▶ [What to work on]: What is needed here is an exact copy of all the entries below.

*** Opening Source material ***

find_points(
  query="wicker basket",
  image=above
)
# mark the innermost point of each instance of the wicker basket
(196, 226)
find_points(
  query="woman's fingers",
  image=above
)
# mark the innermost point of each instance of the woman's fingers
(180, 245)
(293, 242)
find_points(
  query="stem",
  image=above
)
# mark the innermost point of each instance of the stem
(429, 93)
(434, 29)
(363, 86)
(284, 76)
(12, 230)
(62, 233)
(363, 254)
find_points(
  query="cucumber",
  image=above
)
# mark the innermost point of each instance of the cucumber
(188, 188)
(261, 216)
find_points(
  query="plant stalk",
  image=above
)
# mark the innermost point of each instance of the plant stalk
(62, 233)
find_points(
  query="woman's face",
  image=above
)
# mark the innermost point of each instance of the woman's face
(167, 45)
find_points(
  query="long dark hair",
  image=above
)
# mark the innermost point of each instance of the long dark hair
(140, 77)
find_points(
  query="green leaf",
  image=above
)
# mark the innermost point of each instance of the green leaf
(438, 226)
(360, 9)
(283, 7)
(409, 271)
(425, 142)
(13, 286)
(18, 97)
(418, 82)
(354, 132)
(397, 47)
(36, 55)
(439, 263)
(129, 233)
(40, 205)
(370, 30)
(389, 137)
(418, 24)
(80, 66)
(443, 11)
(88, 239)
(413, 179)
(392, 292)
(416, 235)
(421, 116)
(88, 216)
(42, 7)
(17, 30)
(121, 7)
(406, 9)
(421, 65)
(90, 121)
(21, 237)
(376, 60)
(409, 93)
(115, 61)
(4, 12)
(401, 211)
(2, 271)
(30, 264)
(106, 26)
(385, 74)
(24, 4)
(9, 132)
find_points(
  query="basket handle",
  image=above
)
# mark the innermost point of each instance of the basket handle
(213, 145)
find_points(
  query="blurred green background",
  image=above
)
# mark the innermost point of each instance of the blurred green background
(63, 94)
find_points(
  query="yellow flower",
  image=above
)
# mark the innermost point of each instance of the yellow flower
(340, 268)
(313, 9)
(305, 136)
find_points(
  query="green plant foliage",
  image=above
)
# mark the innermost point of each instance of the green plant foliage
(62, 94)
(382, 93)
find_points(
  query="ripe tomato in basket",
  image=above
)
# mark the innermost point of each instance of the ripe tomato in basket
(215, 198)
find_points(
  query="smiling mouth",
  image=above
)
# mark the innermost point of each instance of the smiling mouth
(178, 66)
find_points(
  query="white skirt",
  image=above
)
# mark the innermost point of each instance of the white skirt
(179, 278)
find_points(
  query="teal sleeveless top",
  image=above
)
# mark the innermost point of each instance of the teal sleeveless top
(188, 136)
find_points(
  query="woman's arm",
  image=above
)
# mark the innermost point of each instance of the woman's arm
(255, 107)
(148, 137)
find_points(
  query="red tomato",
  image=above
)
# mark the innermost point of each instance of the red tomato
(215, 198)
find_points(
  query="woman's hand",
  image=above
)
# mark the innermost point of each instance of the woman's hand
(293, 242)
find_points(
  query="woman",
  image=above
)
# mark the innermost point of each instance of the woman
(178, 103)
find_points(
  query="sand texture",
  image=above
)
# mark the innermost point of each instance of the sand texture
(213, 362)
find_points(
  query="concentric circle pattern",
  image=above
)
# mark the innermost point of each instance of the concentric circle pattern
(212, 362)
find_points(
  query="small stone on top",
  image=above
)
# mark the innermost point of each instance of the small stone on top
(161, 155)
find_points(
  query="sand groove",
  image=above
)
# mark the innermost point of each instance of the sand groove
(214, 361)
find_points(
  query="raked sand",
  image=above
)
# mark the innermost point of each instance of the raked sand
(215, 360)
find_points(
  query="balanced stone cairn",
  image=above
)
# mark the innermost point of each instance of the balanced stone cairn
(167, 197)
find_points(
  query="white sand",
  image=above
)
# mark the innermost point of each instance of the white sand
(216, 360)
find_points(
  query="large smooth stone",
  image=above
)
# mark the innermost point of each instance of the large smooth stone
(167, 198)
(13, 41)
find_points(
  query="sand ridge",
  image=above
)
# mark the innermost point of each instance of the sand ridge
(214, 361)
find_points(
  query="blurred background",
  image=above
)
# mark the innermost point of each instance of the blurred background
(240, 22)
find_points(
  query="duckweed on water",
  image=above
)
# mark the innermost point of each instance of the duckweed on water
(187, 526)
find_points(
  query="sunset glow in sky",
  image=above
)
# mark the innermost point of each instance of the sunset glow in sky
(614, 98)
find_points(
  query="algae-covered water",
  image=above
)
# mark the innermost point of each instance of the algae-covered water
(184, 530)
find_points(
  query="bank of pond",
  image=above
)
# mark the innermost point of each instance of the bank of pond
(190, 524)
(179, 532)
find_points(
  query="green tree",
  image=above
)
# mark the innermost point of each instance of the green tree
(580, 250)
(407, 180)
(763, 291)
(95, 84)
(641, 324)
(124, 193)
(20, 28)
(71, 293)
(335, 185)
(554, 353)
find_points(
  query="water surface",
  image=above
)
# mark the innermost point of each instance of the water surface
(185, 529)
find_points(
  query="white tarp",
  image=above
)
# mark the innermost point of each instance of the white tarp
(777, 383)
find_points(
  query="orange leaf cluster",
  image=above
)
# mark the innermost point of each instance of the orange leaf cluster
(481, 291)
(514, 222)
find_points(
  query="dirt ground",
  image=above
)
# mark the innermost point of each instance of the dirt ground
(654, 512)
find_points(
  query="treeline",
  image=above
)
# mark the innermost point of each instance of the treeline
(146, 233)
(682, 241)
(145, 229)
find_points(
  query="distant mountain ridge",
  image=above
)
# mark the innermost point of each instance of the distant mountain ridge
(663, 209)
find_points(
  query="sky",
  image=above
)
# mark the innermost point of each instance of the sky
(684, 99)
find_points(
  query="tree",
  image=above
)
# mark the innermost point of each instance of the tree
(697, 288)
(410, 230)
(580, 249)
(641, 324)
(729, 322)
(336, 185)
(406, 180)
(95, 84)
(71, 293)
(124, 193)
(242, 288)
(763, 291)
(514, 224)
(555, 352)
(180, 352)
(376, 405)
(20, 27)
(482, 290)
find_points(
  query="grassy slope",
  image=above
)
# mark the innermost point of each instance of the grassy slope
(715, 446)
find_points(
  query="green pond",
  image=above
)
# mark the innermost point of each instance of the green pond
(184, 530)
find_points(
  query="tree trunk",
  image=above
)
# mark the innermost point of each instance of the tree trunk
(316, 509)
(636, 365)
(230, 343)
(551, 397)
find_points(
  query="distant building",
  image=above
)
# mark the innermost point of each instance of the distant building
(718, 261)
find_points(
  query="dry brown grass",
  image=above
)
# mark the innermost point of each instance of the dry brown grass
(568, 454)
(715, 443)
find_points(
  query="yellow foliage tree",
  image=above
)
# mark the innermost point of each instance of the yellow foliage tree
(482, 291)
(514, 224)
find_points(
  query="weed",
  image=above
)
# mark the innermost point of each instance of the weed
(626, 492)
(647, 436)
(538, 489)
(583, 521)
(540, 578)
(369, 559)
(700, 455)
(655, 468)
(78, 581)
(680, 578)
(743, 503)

*** Closing Source material ***

▶ [Task output]:
find_points(
  query="wicker basket",
  image=above
)
# mark the innermost point of each instance of the wicker basket
(196, 226)
find_points(
  query="woman's fingers",
  image=above
)
# mark the innermost point of each instance of the woman's fingers
(180, 245)
(293, 242)
find_points(
  query="stem",
  image=above
)
# mark the innermost point of each instance of the stem
(429, 93)
(434, 29)
(363, 86)
(284, 76)
(12, 230)
(62, 233)
(363, 254)
find_points(
  query="cucumber",
  image=above
)
# mark the innermost point of each instance of the cucumber
(188, 188)
(261, 216)
find_points(
  query="plant stalk",
  image=above
)
# mark the innermost point of each instance of the plant stalk
(62, 233)
find_points(
  query="woman's face",
  image=above
)
# mark the innermost point of each instance of the woman's face
(167, 45)
find_points(
  query="long dark hair",
  image=above
)
# mark the innermost point of each instance of the long dark hair
(140, 77)
find_points(
  query="green leaf",
  image=above
)
# mark the innermost point of each instance of the green leaf
(438, 226)
(360, 9)
(283, 7)
(409, 271)
(425, 142)
(13, 286)
(18, 97)
(418, 82)
(354, 132)
(397, 47)
(36, 55)
(439, 263)
(129, 233)
(40, 205)
(370, 30)
(389, 137)
(418, 24)
(80, 66)
(443, 11)
(88, 239)
(413, 179)
(392, 292)
(416, 235)
(421, 116)
(88, 216)
(42, 7)
(17, 30)
(121, 7)
(406, 9)
(421, 65)
(90, 121)
(21, 237)
(376, 60)
(409, 93)
(115, 61)
(4, 12)
(401, 211)
(2, 271)
(30, 264)
(106, 26)
(385, 74)
(24, 4)
(9, 132)
find_points(
  query="basket handle",
  image=above
)
# mark the innermost point of each instance of the basket handle
(213, 145)
find_points(
  query="blurred green background",
  image=above
)
# mark the innermost point of each instance of the blurred green background
(63, 94)
find_points(
  query="yellow flower",
  image=above
)
# mark the innermost point of each instance of the yellow flower
(340, 268)
(313, 9)
(305, 136)
find_points(
  query="green plant foliage",
  image=above
)
# mark the innermost point of each instance of the green plant foliage
(62, 94)
(382, 93)
find_points(
  query="ripe tomato in basket",
  image=above
)
# mark the innermost point of each instance of the ripe tomato in basket
(215, 198)
find_points(
  query="smiling mouth",
  image=above
)
# mark the innermost point of each instance of the smiling mouth
(178, 66)
find_points(
  query="white skirt",
  image=above
)
# mark the innermost point of each instance of the white skirt
(179, 278)
find_points(
  query="teal sleeveless top",
  image=above
)
# mark the innermost point of each instance of the teal sleeveless top
(188, 136)
find_points(
  query="woman's arm",
  image=above
)
# mark the innermost point of each instance of the woman's arm
(255, 107)
(148, 137)
find_points(
  query="red tomato",
  image=above
)
# mark the innermost point of each instance of the red tomato
(215, 198)
find_points(
  query="woman's hand",
  image=above
)
# mark the innermost point of each instance of the woman's hand
(293, 242)
find_points(
  query="woman",
  image=above
)
# mark the innermost point of each instance of the woman
(178, 103)
find_points(
  query="sand texture",
  image=above
)
# mark the innermost point of each instance of the sand texture
(213, 362)
find_points(
  query="concentric circle pattern",
  image=above
)
# mark the innermost point of each instance of the concentric circle pattern
(212, 362)
find_points(
  query="small stone on top",
  image=above
)
# mark the innermost point of each instance of the small stone on top
(161, 155)
find_points(
  query="sand groove",
  image=above
)
# mark the innermost point of each instance of the sand groove
(214, 361)
find_points(
  query="raked sand",
  image=above
)
# mark the innermost point of each instance of the raked sand
(215, 360)
find_points(
  query="balanced stone cairn",
  image=above
)
# mark the innermost point of each instance of the balanced stone cairn
(167, 197)
find_points(
  query="white sand",
  image=above
)
# mark the innermost point of each instance of the white sand
(216, 360)
find_points(
  query="large smooth stone",
  image=above
)
# mark the innermost point of each instance of the large smooth stone
(167, 198)
(13, 41)
find_points(
  query="sand ridge",
  image=above
)
# mark the innermost point of each instance of the sand ridge
(214, 361)
find_points(
  query="blurred background",
  image=above
)
# mark the innermost point of each instance of the blurred background
(240, 22)
find_points(
  query="duckweed on water",
  image=above
)
# mark the innermost point of each instance of the duckweed on water
(187, 526)
find_points(
  query="sunset glow in sky",
  image=above
)
# mark the innermost point of each instance of the sunset glow in sky
(614, 98)
find_points(
  query="algae-covered water",
  image=above
)
# mark the innermost point of each instance of the algae-covered water
(184, 530)
find_points(
  query="bank of pond",
  image=above
)
# mark the innermost point of each instance of the bank of pond
(190, 524)
(179, 532)
find_points(
  query="green tree",
  image=above
)
# mark the innermost point of each instance of the green tree
(580, 250)
(407, 180)
(763, 291)
(95, 84)
(641, 324)
(124, 193)
(20, 28)
(71, 293)
(335, 185)
(554, 353)
find_points(
  query="water surface",
  image=above
)
# mark the innermost point of each instance of the water surface
(185, 529)
find_points(
  query="white tarp",
  image=above
)
# mark the innermost point of each instance of the white tarp
(777, 383)
find_points(
  query="orange leaf cluster",
  image=above
)
# mark the innermost point of each instance of the orange leaf cluster
(481, 291)
(514, 222)
find_points(
  query="dirt ground",
  image=above
)
# mark the innermost point of each instance of the dirt ground
(654, 512)
find_points(
  query="treeline",
  image=above
)
# mark the innermost point of each instance of the treeline
(146, 233)
(682, 241)
(145, 229)
find_points(
  query="distant mountain ridge",
  image=above
)
# mark the innermost point of each instance of the distant mountain ridge
(663, 209)
find_points(
  query="sky",
  image=above
)
# mark the innermost point of each instance of the sky
(684, 99)
find_points(
  query="tree",
  image=above
)
# mark the innermost point of each instance of the tree
(697, 288)
(410, 230)
(580, 249)
(641, 324)
(729, 322)
(336, 185)
(406, 180)
(95, 84)
(71, 293)
(124, 193)
(242, 288)
(763, 291)
(514, 224)
(555, 352)
(180, 352)
(376, 405)
(20, 27)
(482, 290)
find_points(
  query="grassy slope",
  image=above
)
# mark the innermost point of each instance of the grassy slope
(715, 446)
find_points(
  query="green pond",
  image=above
)
# mark the innermost point of each instance of the green pond
(184, 530)
find_points(
  query="tree trunk",
  image=above
)
# mark the innermost point of each instance of the tree trunk
(316, 509)
(636, 365)
(230, 343)
(551, 397)
find_points(
  query="distant building",
  image=above
)
# mark the innermost point of each instance of the distant building
(718, 261)
find_points(
  query="dry brown grass",
  image=above
)
# mark the innermost point of each instance of the dry brown grass
(568, 454)
(715, 443)
find_points(
  query="yellow foliage tree",
  image=above
)
# mark the innermost point of each instance of the yellow foliage tree
(482, 291)
(514, 224)
find_points(
  query="weed",
  image=above
)
# mark the innermost point of each instance of the weed
(626, 492)
(647, 436)
(538, 489)
(583, 521)
(540, 578)
(369, 559)
(700, 455)
(655, 468)
(78, 581)
(680, 578)
(743, 503)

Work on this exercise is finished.